TEXT.
==================================================

Читать книгу Heilpflanzen für ein starkes Immunsystem - Prof. Dr. rer. medic. Nadine Berling - Страница 18
BEOBACHTUNG UND WIRKSAMKEITSÜBERPRÜFUNG
ОглавлениеDie Heilpflanzentherapie kann auf eine lange Geschichte zurückblicken. Außerdem gibt es eine scheinbar unüberschaubare Auswahl an Pflanzen mit medizinischen Wirkungen. Dadurch erfolgt die Überprüfung der Wirksamkeit von Heilpflanzen bei bestimmten Beschwerden zumeist in umgekehrter Reihenfolge wie dies bei synthetischen Medikamenten und Biologika der Fall ist. So beobachteten die amerikanischen Ureinwohner beispielsweise, dass die Einnahme von Sonnenhutextrakten die Entstehung von Atemwegserkrankungen verhindern oder reduzieren können. Heute gilt die vorbeugende und therapeutische Wirkung von Purpursonnenhutkraut als wissenschaftlich belegt. Extrakte aus der Heilpflanze sind für diese Anwendungsgebiete ein allgemein medizinisch anerkanntes Arzneimittel. Synthetische Medikamente und Biologika hingegen werden entwickelt, um eine spezielle Erkrankung zu verhindern, zu heilen oder die Symptome der Krankheit abzumildern. Zufallserkenntnisse wie bei der Entdeckung vom Penicillin, sind heute eher selten.
Die Beobachtung und Anwendung der Heilpflanze bildeten demnach den ersten Schritt in der Erprobung der Therapie. Darauf folgten verschiedene wissenschaftliche Untersuchungen am Menschen, die das Erfahrungswissen der amerikanischen Ureinwohner bestätigten.
Medizinisch anerkannte versus traditionelle Heilpflanzentherapie
In der Europäischen Union (EU) wurde ein zweistufiges Bewertungssystem zum Stand der Forschung und der Bewertung der Wirksamkeit von Heilpflanzen und Präparaten eingeführt. Diese Bewertung erfolgt im Auftrag der Europäischen Arzneimittelagentur (EMA) durch Experten aus verschiedenen Fachrichtungen wie Pharmakologie, Toxikologie und Medizin. Dieses Bewertungssystem ist wichtig zu kennen, um erkennen zu können, ob die Wirksamkeit eines Heilpflanzenpräparats wissenschaftlich belegt oder die Wirksamkeit plausibel ist oder die Extrakte aus der Heilpflanze bei bestimmten Beschwerden nicht helfen.

==================================================

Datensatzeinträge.

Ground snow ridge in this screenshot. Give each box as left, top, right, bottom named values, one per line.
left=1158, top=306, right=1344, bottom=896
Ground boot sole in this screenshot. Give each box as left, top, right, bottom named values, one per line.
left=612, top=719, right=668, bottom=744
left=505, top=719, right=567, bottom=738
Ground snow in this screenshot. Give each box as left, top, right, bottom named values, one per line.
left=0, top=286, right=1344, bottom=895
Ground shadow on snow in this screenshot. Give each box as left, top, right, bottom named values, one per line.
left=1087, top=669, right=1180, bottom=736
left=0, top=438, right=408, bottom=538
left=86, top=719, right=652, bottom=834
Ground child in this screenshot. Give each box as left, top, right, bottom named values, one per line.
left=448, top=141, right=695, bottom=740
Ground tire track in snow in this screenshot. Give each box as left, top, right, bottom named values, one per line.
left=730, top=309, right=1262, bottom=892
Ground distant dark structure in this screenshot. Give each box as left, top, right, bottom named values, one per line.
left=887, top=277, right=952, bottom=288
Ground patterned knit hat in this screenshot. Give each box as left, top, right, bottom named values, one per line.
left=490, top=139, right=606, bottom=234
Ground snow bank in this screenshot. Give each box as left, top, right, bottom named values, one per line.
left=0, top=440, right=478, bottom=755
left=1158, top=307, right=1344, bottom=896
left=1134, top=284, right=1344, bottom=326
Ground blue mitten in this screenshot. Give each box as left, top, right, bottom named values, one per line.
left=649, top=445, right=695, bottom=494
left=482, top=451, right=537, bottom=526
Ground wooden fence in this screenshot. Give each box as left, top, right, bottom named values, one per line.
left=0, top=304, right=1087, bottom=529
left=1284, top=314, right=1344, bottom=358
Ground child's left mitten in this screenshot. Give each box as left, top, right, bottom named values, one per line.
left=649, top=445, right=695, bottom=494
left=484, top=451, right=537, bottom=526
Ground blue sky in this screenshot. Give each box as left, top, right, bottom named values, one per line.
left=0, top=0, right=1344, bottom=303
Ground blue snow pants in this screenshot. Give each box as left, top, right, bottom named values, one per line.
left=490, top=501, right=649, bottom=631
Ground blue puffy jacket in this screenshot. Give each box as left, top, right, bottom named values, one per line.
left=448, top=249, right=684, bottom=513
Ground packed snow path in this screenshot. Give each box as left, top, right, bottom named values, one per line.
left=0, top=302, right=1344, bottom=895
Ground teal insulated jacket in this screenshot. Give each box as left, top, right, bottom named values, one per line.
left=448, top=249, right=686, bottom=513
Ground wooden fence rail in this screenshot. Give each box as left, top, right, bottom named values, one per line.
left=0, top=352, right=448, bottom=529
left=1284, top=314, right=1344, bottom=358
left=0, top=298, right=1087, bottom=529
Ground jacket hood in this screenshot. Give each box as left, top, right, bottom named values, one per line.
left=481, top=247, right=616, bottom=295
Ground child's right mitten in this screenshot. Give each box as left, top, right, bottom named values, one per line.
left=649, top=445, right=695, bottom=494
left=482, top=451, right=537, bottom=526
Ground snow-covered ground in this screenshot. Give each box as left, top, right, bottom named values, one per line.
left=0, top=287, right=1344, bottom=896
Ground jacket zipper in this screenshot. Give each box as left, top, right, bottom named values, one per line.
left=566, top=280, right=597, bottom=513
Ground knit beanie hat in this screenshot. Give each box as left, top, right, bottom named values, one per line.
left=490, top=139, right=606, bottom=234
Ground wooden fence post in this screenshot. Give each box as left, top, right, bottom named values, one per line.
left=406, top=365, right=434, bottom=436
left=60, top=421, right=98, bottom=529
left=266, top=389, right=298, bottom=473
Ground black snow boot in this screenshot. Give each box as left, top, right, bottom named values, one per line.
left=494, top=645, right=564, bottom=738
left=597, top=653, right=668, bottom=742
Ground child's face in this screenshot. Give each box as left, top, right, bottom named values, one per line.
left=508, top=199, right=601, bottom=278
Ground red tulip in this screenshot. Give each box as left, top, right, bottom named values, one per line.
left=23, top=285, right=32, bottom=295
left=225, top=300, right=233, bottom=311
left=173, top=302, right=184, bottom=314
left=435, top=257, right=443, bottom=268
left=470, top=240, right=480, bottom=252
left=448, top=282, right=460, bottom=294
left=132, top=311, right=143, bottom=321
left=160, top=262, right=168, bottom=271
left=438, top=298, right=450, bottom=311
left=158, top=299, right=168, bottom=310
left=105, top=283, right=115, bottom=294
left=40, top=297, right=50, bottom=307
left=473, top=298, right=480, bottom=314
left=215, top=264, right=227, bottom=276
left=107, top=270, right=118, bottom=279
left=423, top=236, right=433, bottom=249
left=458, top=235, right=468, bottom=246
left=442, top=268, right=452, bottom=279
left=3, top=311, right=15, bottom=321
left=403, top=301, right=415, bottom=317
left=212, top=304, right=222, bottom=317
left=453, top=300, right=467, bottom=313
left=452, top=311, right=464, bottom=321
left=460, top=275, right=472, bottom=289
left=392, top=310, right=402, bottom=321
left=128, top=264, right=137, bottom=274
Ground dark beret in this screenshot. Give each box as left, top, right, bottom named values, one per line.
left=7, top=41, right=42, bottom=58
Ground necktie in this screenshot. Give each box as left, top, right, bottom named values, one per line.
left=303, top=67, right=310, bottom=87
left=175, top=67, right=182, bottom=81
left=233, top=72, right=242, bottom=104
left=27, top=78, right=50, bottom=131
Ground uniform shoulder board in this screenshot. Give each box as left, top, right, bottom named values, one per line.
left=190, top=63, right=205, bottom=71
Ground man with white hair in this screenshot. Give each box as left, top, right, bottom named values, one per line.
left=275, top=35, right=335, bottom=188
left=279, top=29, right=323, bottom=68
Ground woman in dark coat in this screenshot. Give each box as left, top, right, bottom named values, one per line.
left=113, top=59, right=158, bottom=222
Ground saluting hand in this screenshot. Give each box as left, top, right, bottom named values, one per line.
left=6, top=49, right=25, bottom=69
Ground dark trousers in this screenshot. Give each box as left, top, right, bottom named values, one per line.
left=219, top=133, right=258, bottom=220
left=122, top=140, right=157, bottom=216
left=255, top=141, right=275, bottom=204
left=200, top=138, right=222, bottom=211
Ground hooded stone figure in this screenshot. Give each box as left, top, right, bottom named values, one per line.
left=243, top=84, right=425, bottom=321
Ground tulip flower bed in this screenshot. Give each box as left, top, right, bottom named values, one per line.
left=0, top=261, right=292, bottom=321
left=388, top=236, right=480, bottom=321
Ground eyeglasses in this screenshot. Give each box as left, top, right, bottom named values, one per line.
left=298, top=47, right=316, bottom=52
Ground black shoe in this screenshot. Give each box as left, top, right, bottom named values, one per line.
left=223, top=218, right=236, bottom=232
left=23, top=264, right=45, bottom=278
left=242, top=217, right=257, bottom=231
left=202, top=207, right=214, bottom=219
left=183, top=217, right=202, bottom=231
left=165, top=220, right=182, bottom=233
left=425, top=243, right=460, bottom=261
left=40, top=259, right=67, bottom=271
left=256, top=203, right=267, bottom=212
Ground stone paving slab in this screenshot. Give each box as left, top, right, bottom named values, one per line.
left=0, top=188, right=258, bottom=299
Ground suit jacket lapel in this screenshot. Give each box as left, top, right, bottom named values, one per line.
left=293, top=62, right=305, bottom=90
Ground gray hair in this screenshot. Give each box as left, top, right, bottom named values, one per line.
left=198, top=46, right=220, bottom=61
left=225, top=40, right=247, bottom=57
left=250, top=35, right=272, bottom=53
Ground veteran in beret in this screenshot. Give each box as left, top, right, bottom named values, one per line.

==================================================

ÜBUNGSAUFGABEN.
[a] Nenne alle Fachrichtungen, die der Text für die Experten angibt, die im Auftrag der EMA die Bewertung vornehmen.
[b] Gib aus dem Text alles von „Die Beobachtung und“ bis hinunter zu „amerikanischen Ureinwohner bestätigten.“ wortgetreu wieder.

LÖSUNGEN ZUR ÜBUNG.
[a] Pharmakologie, Toxikologie, Medizin

[b]
Die Beobachtung und Anwendung der Heilpflanze bildeten demnach den ersten Schritt in der Erprobung der Therapie. Darauf folgten verschiedene wissenschaftliche Untersuchungen am Menschen, die das Erfahrungswissen der amerikanischen Ureinwohner bestätigten.